INSTRUCTIONS TO FOLLOW
Please copy exactly the lines that begin with the one containing "Query: soccer player" and end with the last line of the entries.

(AVAILABLE RECORDS Opens)

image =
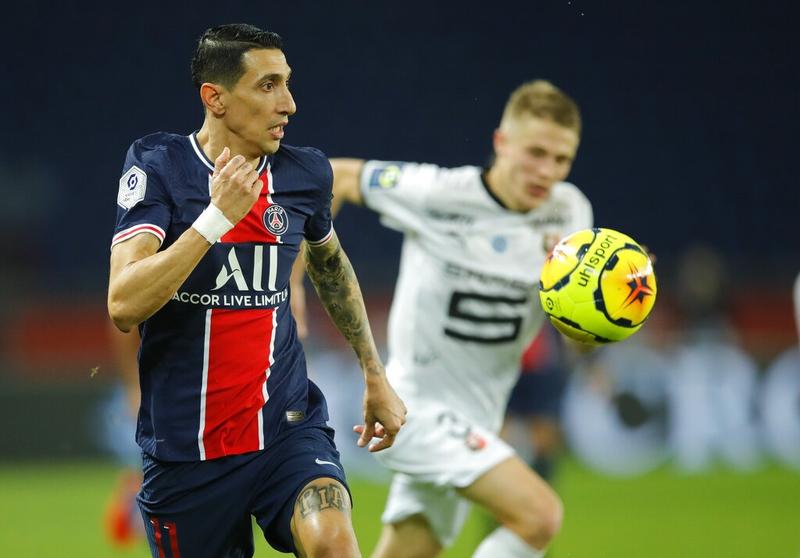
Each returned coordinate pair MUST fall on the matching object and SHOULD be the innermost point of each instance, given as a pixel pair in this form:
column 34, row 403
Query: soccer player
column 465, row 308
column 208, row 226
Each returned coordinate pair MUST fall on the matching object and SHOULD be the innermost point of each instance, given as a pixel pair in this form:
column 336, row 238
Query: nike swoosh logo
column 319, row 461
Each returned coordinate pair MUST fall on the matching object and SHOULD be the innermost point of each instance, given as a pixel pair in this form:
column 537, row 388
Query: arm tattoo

(AVAILABLE RECORDS Closes)

RESULT BELOW
Query: soccer player
column 465, row 308
column 208, row 226
Each returned coordinate pair MUST fall on the matching object and SHOULD be the innermost point of each instance, given as a pixel pair in this form:
column 336, row 238
Query: nike swoosh logo
column 319, row 461
Each returned coordinate pair MUST fall on the matching object and SHOULD be the innermost point of each instance, given as a pixel pair in this form:
column 537, row 388
Query: arm tattoo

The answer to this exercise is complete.